++++ INPUT DATA

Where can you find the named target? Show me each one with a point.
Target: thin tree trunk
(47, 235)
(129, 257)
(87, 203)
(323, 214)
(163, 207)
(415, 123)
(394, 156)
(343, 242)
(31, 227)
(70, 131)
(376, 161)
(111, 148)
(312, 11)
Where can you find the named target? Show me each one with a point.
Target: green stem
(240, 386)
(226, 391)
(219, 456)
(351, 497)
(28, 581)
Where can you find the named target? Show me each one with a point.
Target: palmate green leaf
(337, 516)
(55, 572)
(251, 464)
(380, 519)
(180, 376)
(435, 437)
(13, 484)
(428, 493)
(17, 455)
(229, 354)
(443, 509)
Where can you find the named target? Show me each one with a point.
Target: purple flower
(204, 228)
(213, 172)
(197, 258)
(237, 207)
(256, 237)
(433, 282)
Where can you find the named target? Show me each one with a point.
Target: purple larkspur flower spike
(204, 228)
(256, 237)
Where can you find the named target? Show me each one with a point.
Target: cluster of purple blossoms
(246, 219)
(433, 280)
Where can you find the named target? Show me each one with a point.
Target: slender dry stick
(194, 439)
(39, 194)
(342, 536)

++++++++
++++ INPUT DATA

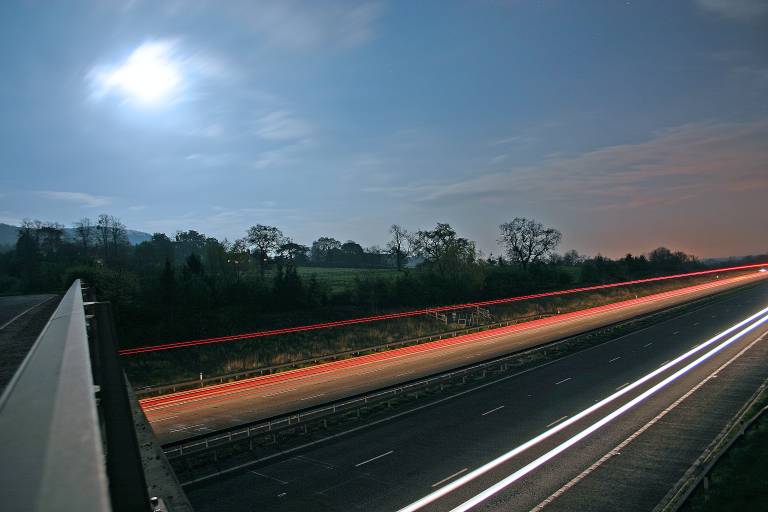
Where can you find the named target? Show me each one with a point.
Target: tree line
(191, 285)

++++++++

(GOAL): List each line above that contains the word "tree". Case counts.

(RESPONSE FOR THIS EXERCISE):
Target: thin tree trunk
Target: tree line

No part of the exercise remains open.